[Point localization data]
^^^^^^^^

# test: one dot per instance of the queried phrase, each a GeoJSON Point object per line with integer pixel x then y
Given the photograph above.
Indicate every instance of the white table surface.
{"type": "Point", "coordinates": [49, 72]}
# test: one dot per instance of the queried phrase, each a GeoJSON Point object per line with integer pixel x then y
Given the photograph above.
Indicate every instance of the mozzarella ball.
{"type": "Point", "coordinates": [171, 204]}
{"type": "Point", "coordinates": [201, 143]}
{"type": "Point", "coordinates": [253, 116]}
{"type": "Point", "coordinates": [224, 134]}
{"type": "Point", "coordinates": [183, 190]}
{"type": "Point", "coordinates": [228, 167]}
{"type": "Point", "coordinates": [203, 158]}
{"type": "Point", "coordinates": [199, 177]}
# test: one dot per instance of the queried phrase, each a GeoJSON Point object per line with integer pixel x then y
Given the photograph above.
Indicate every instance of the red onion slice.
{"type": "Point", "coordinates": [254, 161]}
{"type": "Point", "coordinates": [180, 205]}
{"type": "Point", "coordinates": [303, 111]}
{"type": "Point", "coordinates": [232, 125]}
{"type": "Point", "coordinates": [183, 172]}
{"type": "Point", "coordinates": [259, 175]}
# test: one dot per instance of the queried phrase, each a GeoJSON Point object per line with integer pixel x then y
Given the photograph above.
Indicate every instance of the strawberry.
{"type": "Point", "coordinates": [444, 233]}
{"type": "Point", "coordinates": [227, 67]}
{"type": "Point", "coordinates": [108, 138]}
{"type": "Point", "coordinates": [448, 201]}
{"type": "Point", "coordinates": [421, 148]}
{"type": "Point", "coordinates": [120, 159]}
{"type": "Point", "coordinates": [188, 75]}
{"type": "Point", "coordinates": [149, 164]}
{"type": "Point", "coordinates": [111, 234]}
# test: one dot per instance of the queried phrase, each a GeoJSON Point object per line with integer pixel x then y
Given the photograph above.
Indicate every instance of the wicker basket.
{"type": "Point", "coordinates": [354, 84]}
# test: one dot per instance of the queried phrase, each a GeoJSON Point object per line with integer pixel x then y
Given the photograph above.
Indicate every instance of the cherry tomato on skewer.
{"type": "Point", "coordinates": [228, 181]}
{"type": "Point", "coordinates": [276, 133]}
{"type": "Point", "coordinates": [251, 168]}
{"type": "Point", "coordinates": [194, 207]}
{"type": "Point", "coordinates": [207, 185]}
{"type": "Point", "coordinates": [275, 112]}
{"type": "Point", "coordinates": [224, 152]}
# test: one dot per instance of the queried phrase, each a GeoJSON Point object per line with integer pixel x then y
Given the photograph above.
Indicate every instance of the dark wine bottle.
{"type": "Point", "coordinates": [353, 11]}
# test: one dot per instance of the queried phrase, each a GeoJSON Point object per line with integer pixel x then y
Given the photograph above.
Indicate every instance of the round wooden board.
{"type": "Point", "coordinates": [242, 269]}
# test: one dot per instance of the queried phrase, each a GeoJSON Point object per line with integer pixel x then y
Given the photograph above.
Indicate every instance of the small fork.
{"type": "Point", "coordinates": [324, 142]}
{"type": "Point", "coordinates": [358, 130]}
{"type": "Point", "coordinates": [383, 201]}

^^^^^^^^

THE TASK. All entries above need to be copied verbatim.

RESULT OF THE EXERCISE.
# test: one dot per instance of the queried phrase, each a GeoJSON Point object per line with integer pixel x then y
Given the photograph above.
Indicate every instance of the white table surface.
{"type": "Point", "coordinates": [49, 72]}
# test: one dot per instance of the queried phrase, each a GeoJSON Point object per line with integer pixel x then y
Given the photograph above.
Indicate every instance of the mozzarella ball.
{"type": "Point", "coordinates": [171, 204]}
{"type": "Point", "coordinates": [201, 143]}
{"type": "Point", "coordinates": [253, 116]}
{"type": "Point", "coordinates": [224, 134]}
{"type": "Point", "coordinates": [183, 190]}
{"type": "Point", "coordinates": [228, 167]}
{"type": "Point", "coordinates": [203, 158]}
{"type": "Point", "coordinates": [199, 177]}
# test: one dot per instance of the queried phrase, each a GeoJSON Point object per line with integer pixel x then y
Given the photograph above.
Indicate every instance of the red onion slice.
{"type": "Point", "coordinates": [254, 161]}
{"type": "Point", "coordinates": [180, 205]}
{"type": "Point", "coordinates": [303, 111]}
{"type": "Point", "coordinates": [232, 125]}
{"type": "Point", "coordinates": [183, 172]}
{"type": "Point", "coordinates": [259, 175]}
# test: one dot per instance of the queried phrase, each a GeoJSON Point object per line with integer pixel x then y
Given the photograph above.
Indicate every instance of the strawberry.
{"type": "Point", "coordinates": [444, 233]}
{"type": "Point", "coordinates": [227, 67]}
{"type": "Point", "coordinates": [108, 138]}
{"type": "Point", "coordinates": [448, 201]}
{"type": "Point", "coordinates": [421, 148]}
{"type": "Point", "coordinates": [120, 159]}
{"type": "Point", "coordinates": [188, 75]}
{"type": "Point", "coordinates": [149, 164]}
{"type": "Point", "coordinates": [111, 234]}
# test: one dot per instance of the queried phrase, each a GeoJSON Point object per line with integer pixel x then y
Given the photograph above.
Indicate every instance of the wicker basket.
{"type": "Point", "coordinates": [354, 84]}
# test: one dot per instance of the queried phrase, each a GeoJSON Point object per line with integer pixel x then y
Given the photograph above.
Indicate every instance of the cherry tomato on skewer.
{"type": "Point", "coordinates": [228, 181]}
{"type": "Point", "coordinates": [276, 133]}
{"type": "Point", "coordinates": [251, 168]}
{"type": "Point", "coordinates": [194, 207]}
{"type": "Point", "coordinates": [207, 185]}
{"type": "Point", "coordinates": [275, 112]}
{"type": "Point", "coordinates": [224, 152]}
# test: one dot per instance of the queried phrase, each a GeoJSON Point object per line with integer pixel x then y
Given the photograph above.
Indicate every instance of the dark wine bottle.
{"type": "Point", "coordinates": [353, 11]}
# test: one dot per instance of the queried phrase, each a GeoJSON Point object per line with integer pixel x then y
Given the photograph above.
Indicate every instance of the round wooden board.
{"type": "Point", "coordinates": [242, 269]}
# test: one dot per instance of the queried phrase, each a GeoJSON Point object per line with integer pixel x then y
Given the photograph above.
Indicate every instance of the small fork.
{"type": "Point", "coordinates": [324, 142]}
{"type": "Point", "coordinates": [358, 130]}
{"type": "Point", "coordinates": [383, 201]}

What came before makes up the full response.